DIRECTIVE →
Which lines in the data below contain the string "column", with case matching? Pull out each one.

+++

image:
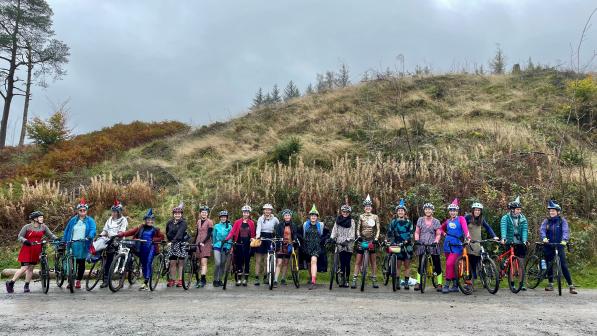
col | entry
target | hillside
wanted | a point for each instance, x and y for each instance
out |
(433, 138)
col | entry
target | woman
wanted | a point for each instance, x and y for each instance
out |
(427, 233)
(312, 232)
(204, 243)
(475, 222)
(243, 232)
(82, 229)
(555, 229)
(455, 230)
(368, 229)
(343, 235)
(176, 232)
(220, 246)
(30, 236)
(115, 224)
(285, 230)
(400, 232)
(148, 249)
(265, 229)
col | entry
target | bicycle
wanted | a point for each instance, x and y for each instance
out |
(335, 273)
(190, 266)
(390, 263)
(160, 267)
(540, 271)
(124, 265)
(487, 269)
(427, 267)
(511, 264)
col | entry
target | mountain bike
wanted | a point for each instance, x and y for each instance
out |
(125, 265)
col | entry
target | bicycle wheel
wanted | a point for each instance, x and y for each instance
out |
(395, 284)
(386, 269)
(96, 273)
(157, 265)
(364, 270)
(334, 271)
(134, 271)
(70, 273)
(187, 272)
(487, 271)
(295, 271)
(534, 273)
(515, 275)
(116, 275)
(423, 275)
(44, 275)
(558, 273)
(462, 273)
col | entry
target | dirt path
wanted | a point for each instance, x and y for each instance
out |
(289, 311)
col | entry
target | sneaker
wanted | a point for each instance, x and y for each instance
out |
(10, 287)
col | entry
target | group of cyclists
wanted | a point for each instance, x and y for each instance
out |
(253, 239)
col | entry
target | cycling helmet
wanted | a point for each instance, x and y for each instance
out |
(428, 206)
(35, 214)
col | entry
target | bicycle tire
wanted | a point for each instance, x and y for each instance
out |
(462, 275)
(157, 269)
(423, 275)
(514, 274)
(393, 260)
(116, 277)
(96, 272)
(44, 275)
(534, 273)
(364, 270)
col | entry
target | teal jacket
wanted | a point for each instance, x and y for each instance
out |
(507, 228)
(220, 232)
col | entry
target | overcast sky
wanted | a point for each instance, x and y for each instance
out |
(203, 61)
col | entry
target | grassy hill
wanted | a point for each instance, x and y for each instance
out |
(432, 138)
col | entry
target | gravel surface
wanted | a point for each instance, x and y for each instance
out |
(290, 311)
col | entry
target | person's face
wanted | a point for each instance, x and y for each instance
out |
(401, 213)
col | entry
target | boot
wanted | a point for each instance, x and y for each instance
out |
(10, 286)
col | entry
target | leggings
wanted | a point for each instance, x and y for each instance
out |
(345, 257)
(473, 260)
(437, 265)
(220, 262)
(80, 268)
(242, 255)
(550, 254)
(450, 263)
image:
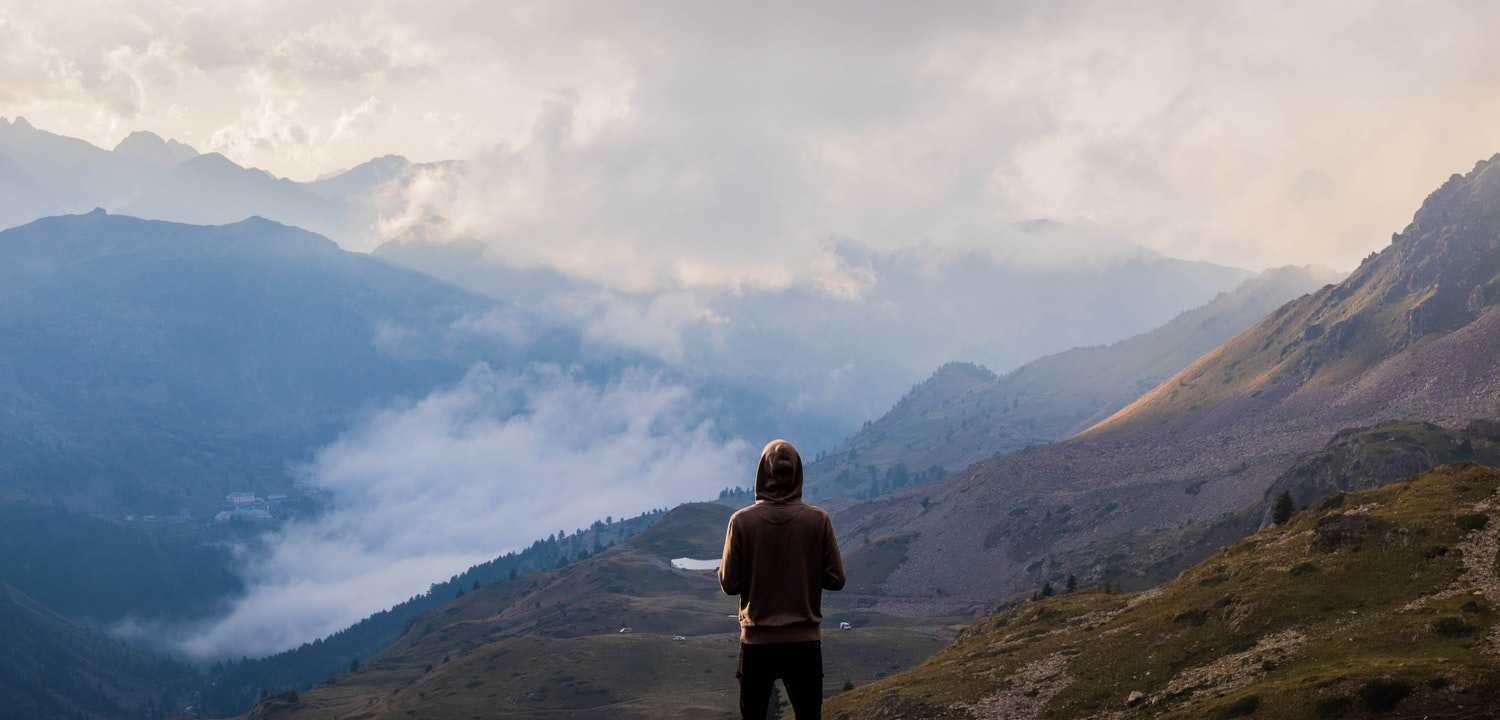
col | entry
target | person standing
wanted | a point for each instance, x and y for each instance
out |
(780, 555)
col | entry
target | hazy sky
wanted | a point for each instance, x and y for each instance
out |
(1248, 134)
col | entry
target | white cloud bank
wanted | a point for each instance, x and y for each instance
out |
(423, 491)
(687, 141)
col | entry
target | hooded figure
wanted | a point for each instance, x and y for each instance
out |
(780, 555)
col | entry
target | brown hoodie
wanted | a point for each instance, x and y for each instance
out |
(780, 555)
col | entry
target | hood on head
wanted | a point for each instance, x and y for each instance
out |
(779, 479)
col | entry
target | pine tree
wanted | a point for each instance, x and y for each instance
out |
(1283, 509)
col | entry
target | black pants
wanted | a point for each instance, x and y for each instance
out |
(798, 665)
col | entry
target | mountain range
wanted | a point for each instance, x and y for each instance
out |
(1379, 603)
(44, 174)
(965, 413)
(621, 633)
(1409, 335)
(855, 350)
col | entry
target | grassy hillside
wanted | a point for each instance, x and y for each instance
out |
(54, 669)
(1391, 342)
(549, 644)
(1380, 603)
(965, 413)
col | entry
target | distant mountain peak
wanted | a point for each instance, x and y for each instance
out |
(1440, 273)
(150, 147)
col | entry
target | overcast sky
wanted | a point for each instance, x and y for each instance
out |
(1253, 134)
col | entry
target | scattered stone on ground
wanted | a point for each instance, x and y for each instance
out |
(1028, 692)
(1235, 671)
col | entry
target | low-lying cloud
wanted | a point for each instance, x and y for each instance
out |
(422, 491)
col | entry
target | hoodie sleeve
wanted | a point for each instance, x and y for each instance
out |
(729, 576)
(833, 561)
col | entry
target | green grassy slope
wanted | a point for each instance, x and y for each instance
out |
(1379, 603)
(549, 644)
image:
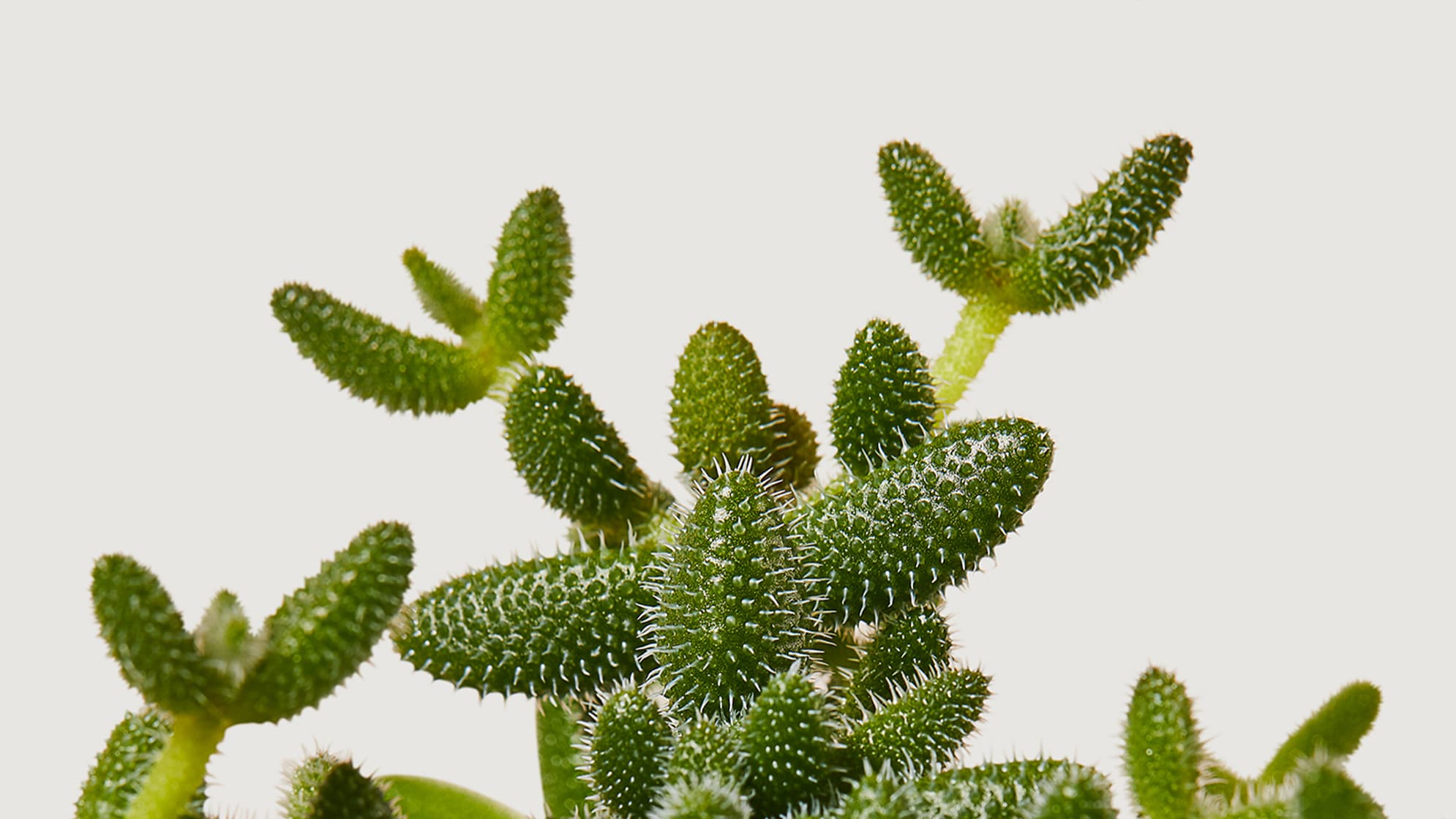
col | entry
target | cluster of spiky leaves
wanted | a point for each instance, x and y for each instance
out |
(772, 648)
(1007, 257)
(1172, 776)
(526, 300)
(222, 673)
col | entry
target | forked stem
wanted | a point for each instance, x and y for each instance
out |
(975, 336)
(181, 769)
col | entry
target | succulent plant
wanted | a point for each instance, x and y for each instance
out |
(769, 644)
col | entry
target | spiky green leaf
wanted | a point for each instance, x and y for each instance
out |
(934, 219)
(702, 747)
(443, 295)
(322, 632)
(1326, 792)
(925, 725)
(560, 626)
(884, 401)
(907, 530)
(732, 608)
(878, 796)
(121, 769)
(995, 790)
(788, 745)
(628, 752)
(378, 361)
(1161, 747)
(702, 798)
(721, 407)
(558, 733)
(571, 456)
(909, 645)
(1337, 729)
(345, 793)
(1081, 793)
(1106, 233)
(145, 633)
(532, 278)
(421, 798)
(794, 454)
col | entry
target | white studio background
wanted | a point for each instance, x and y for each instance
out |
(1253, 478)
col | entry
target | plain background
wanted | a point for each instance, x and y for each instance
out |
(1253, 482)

+++

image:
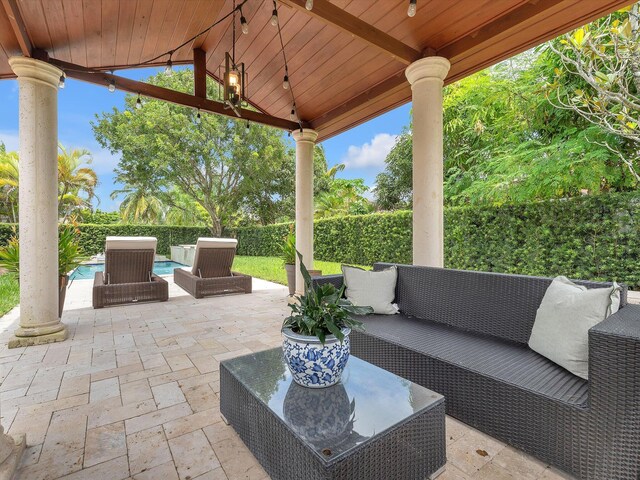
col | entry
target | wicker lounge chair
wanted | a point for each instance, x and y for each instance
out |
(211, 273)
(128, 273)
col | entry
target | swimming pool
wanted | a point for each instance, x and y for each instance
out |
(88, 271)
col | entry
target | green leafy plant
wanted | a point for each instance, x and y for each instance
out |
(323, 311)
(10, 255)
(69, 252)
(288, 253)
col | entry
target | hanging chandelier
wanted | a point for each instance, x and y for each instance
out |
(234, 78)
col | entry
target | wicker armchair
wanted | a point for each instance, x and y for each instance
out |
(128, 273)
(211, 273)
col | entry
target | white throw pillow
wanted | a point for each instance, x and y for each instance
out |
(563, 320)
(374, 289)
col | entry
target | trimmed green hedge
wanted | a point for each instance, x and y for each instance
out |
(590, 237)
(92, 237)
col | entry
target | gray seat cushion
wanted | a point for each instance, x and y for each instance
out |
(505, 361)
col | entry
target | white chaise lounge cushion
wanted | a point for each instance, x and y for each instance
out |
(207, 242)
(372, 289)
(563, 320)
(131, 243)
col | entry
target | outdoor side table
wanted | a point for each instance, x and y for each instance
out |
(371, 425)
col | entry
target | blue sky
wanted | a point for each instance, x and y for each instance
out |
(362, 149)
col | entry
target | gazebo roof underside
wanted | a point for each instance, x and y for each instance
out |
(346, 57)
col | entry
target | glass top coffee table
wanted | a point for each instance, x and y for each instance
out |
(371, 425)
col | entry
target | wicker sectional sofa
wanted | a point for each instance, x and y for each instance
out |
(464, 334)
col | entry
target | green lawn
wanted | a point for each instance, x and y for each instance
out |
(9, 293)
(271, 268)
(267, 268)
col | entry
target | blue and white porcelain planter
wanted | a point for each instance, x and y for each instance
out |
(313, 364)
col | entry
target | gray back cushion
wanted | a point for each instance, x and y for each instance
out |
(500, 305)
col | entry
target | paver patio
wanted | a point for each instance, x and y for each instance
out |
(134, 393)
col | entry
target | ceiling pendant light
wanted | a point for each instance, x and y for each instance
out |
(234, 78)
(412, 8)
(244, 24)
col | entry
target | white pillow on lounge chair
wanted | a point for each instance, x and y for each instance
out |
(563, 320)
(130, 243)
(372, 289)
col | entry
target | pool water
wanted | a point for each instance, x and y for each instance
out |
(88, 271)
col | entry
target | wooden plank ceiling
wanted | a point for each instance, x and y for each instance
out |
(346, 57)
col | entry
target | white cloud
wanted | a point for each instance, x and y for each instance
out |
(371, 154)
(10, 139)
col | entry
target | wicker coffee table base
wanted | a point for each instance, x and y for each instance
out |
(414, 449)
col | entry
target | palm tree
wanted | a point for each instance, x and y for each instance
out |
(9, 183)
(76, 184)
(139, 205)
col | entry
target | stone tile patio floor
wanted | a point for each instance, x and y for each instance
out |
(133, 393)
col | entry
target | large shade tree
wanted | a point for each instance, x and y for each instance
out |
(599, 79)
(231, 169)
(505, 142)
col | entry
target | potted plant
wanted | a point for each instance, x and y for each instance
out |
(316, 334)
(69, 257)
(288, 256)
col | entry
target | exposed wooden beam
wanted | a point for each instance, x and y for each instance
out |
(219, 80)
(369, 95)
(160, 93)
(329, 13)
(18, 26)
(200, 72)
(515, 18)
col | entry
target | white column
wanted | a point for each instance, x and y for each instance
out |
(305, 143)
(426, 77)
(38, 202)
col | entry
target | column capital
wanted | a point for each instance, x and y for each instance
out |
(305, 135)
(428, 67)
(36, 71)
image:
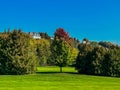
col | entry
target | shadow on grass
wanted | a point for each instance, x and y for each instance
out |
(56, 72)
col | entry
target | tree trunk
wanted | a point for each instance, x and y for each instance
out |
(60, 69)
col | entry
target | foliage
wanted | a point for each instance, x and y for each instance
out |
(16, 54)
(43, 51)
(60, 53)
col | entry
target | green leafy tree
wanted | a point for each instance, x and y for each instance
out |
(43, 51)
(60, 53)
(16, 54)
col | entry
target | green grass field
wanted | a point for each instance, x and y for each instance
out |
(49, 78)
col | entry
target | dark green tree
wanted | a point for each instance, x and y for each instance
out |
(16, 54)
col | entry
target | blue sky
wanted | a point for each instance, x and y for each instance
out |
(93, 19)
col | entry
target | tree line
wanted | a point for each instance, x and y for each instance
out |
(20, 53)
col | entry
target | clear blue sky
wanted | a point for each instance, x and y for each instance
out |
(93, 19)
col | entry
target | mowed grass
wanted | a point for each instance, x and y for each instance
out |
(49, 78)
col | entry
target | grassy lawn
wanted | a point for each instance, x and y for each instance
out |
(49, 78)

+++

FINAL RESULT →
target | white column
target | column capital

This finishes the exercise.